For instance, to execute its various responsibilities, the state is in need of a variety of information regarding different sectors of the economy, sections of people and geographical regions in the country as well as information on the available resources such as manpower, cultivable land, forests, water, minerals and oil. If the resources were unlimited, planning would be relatively simple as it would consist in just providing each one with what he needs in terms of money, material, employment, education etc. But such a situation is only hypothetical, as in reality the resources are limited and the needs are usually not well defined and are elastic.

Therefore, for the purpose of proper planning fairly detailed data on the available resources and on the needs are to be collected. For example, the country is in need of data on production and consumption of different types of products to enable it to take objective decisions regarding its import and export polices. Statistical information on the cost of living of different categories of people living in various parts of the country is of importance in shaping its policies in respect of wage and price levels.

Complete enumeration survey
One way of obtaining the required information at regional and country level is to collect the data for each and every unit (person, household, field, factory, shop, etc as the case may be) belonging to the population or universe, which is the aggregate of all units of a given type under consideration and this procedure of obtaining information is termed complete enumeration survey. The effort, money and time required for carrying out complete enumeration surveys to obtain the different types of data will, generally, be extremely large. However, if the information is required for each and every unit in the domain of study, a complete enumeration survey is clearly necessary. Examples of such situations are income tax assessment where the income of each individual is assessed and taxed, preparation of voters’ list for election purposes and recruitment of personnel in an establishment etc. But there are many situations, where only summary figures are required for the domain of study as a whole or for group of units and in such situations collection of data for every unit is only a means to an end and not the end itself. It is worth mentioning that exact planning for the future is not possible, since this would need accurate information on the resources that would be available and on the needs that would have to be satisfied in future. In general, past data are used to forecast the resources and the needs of the future and hence there is some element of uncertainty in planning. Because of this uncertainty, only broad (and not exact) allocations of the resources are usually attempted. Thus some margin of error may be permitted in the data needed for planning, provided this error is not large enough to affect the broad allocations.
------------------------------------------------------------
• _Given task_
In the passage on data for planning, what name is given to the procedure of obtaining information for each and every unit of the population?

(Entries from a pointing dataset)
------------------------------------------------------------
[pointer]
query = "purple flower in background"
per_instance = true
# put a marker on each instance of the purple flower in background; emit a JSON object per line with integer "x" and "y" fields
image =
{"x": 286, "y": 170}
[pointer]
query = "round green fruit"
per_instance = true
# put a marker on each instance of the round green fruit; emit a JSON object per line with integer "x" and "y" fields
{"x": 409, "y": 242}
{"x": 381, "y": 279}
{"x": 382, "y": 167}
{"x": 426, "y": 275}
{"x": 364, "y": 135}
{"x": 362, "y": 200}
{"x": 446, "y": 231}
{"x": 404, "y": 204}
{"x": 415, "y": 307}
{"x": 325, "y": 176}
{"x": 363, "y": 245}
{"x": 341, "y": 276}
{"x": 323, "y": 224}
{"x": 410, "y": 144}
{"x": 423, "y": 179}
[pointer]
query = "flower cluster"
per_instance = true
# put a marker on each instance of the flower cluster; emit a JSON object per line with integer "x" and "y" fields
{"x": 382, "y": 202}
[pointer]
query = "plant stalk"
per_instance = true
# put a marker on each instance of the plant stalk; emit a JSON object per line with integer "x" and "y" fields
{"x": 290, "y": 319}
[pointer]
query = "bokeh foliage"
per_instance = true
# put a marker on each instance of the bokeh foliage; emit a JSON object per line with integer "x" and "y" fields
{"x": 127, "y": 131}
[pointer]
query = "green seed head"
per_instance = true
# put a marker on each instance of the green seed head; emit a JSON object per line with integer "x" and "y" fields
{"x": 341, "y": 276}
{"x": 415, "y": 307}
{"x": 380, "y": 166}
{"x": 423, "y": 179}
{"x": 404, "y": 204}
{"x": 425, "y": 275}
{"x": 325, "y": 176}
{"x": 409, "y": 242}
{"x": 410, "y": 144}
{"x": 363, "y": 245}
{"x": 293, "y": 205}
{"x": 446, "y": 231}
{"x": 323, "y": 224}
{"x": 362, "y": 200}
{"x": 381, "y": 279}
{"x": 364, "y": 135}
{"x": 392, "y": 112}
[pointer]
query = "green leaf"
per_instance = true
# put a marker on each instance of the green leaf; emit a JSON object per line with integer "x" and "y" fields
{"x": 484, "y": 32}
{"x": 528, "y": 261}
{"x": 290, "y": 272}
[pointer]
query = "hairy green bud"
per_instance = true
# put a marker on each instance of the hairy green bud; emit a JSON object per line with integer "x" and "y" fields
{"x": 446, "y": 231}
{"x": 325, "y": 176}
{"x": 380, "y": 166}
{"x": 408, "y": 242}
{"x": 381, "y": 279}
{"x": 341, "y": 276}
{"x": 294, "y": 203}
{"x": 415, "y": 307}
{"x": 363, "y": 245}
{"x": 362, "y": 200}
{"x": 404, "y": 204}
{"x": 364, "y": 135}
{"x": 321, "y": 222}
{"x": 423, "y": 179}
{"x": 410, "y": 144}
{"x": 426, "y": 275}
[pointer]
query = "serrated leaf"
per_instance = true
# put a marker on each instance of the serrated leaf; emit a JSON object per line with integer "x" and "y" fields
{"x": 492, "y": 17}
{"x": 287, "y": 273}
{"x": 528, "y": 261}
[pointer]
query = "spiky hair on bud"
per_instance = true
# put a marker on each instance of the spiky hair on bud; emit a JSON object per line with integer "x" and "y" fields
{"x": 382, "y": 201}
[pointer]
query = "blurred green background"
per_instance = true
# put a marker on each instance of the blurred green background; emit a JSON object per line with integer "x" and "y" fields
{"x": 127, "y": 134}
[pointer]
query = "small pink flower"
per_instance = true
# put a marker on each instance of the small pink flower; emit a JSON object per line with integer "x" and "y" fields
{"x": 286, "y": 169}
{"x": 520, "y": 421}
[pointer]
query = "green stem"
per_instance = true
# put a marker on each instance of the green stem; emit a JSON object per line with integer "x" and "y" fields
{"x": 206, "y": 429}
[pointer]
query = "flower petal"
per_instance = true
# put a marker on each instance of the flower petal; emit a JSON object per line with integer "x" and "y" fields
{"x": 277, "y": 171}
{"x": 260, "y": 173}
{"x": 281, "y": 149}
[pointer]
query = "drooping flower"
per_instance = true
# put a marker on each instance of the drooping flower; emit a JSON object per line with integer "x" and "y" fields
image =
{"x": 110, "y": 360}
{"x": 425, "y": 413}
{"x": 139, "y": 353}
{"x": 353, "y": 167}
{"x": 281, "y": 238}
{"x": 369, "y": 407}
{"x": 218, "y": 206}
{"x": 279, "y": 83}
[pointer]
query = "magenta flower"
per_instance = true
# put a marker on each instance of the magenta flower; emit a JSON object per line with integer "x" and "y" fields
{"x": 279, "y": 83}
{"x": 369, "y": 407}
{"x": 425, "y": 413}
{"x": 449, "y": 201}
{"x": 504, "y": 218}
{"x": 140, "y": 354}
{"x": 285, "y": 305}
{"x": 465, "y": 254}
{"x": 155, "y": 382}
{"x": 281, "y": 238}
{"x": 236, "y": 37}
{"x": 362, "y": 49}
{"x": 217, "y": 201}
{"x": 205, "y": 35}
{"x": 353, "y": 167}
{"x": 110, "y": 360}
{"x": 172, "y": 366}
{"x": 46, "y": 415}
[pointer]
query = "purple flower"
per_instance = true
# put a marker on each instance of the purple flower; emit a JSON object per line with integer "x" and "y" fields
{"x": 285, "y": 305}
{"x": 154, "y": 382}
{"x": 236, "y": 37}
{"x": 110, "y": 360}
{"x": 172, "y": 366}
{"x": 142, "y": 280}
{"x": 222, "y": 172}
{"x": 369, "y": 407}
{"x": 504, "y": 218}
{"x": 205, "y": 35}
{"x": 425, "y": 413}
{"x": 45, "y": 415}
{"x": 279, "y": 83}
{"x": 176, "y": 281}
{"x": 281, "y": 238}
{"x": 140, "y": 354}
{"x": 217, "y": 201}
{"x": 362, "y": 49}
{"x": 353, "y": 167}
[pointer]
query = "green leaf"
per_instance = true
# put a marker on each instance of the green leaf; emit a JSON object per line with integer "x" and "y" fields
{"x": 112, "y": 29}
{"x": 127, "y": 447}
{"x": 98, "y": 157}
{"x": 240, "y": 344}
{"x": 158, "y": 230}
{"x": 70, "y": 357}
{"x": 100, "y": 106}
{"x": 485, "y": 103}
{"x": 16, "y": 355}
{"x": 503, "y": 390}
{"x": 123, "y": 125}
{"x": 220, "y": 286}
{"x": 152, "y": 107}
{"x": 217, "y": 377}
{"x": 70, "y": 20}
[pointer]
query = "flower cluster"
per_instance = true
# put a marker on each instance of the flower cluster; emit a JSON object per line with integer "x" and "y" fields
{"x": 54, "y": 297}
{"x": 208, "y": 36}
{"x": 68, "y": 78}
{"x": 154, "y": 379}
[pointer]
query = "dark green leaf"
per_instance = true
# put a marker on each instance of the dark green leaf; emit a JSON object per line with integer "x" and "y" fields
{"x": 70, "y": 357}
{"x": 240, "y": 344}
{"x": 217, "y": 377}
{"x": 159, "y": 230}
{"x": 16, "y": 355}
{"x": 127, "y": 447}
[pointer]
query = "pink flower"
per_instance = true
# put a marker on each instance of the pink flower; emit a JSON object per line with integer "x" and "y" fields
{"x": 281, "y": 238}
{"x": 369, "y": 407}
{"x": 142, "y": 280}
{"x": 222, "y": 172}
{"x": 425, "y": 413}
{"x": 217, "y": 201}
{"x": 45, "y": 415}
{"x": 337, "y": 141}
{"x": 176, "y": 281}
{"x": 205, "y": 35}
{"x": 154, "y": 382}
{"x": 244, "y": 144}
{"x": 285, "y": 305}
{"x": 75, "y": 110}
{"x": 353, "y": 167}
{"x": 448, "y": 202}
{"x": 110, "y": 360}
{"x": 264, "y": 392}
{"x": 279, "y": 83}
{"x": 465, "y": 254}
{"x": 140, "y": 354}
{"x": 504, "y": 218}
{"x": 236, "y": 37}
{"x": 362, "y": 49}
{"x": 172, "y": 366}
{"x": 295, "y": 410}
------------------------------------------------------------
• _Response to this exercise_
A complete enumeration survey.